=== Selected extract ===

Computer Weekly asks who should bear responsibility for the environmental impacts of AI, arguing that it shouldn’t just be the hyperscalars, but that enterprise IT leaders should also step up. Meanwhile in the Bulletin of the World Health Organisation, SHADE’s co-leads look at the ethical and social difficulties of addressing environmental harms related to health research. They highlight that simply relying on health researchers to use tools developed in high-income countries to address the environmental harms of their research (such as carbon calculators to assess the emissions relating to the use of AI), may ‘shift responsibility away from the broader structural, institutional and geopolitical factors associated with the environmental harms of research’.
Health (and financial) impacts of climate change
This pre-print in BMC Public Health uses Spain’s real time mortality monitoring system to reveal the excess mortality attributable to high temperatures during the summers of 2021 to 2024.
A slew of recent climate health related analyses coming out of the EHM Lab includes, from npj Urban Sustainability, an analysis of a decade of data indicating that greening mitigates heat-related mortality in Paris. It finds that trees are better than grass and greening benefits appear to include improving pollution and mental health as well as cooling.
What Firms Actually Lose (and Gain) from Extreme Weather Event Impacts: This paper from the Hong Kong University Business School uses a new, more comprehensive LLM powered method to assess the financial impact on companies of extreme weather events. The results include the positive financial impacts experienced by oil and gas firms as a result of winter storms when extreme energy price surges offset losses due to damage to infrastructure and operations.

=== Dataset records ===

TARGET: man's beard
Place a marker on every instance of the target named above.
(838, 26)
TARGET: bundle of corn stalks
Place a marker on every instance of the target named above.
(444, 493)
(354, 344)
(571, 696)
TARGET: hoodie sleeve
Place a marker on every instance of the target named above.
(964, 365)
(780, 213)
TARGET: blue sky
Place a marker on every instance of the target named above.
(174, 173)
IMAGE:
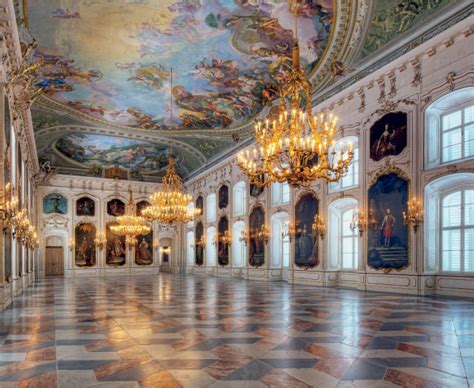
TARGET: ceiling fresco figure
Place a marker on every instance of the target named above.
(110, 60)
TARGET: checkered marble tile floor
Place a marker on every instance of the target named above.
(171, 331)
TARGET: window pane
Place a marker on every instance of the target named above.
(469, 140)
(451, 254)
(469, 114)
(346, 221)
(286, 193)
(452, 120)
(452, 210)
(347, 260)
(469, 207)
(469, 250)
(452, 145)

===

■ Assigned task 1 ■
In the roundup on climate and health research, which does the Paris greening analysis find better at reducing heat-related deaths, trees or grass?
■ Assigned task 2 ■
Put this sentence from the roundup on climate and health research into Spanish: "This pre-print in BMC Public Health uses Spain’s real time mortality monitoring system to reveal the excess mortality attributable to high temperatures during the summers of 2021 to 2024."

■ Written answer 1 ■
Trees are better than grass.

■ Written answer 2 ■
Esta prepublicación en BMC Public Health utiliza el sistema de monitorización de la mortalidad en tiempo real de España para revelar el exceso de mortalidad atribuible a las altas temperaturas durante los veranos de 2021 a 2024.